◆ **About this task**
Only lines containing the word "side" are needed; pull them out of the material.

◆ **Supplied records**
★ ★ ★

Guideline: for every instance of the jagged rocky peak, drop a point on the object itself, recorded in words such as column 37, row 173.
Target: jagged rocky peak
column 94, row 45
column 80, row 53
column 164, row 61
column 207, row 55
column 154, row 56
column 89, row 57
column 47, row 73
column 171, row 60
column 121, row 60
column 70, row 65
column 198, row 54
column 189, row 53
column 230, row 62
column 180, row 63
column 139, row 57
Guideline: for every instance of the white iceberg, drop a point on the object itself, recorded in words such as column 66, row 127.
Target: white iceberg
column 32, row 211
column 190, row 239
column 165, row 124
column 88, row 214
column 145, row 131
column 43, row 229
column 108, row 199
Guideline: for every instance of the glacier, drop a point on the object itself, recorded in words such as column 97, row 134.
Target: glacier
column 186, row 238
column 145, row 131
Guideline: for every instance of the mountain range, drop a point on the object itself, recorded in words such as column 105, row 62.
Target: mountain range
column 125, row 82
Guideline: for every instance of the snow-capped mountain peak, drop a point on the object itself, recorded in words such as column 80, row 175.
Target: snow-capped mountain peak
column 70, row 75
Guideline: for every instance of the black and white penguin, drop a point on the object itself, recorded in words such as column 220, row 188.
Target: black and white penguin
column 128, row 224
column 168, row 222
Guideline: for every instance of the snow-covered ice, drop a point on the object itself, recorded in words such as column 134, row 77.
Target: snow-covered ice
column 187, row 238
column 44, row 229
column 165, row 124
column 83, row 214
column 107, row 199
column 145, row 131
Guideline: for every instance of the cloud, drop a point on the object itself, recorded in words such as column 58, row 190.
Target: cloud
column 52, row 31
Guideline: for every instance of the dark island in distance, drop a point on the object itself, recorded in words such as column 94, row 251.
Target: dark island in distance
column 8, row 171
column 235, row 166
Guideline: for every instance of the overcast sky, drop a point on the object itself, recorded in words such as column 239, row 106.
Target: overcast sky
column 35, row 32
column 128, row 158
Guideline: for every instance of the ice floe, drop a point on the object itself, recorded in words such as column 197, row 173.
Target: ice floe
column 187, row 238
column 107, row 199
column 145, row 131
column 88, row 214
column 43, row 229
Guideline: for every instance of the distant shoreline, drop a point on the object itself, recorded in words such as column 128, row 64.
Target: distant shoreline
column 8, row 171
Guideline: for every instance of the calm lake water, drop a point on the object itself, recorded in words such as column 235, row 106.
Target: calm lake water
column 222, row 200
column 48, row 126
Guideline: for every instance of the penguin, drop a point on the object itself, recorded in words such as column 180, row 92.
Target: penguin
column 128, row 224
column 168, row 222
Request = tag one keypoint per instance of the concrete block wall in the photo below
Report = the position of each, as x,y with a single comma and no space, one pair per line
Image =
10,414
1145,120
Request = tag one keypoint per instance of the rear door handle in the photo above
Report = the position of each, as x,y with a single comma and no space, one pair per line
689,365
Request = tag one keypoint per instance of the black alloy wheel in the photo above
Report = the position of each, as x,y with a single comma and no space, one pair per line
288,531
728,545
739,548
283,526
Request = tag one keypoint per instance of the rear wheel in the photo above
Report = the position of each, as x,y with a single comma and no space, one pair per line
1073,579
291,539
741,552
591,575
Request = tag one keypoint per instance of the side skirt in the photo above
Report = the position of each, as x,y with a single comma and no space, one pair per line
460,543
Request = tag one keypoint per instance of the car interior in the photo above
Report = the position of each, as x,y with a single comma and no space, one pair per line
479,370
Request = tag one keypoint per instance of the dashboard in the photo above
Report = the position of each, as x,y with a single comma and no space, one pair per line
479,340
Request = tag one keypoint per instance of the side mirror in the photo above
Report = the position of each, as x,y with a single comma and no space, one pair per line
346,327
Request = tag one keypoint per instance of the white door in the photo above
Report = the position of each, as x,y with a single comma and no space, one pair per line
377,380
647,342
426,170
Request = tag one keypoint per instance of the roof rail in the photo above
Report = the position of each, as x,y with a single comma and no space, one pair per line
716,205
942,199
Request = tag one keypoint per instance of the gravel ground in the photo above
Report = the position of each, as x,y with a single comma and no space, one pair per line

★ ★ ★

◆ **Task result**
Request = tag one keypoint per instance of the side skirt in the photo above
Request = tag one keypoint per instance of the side mirror in the photo above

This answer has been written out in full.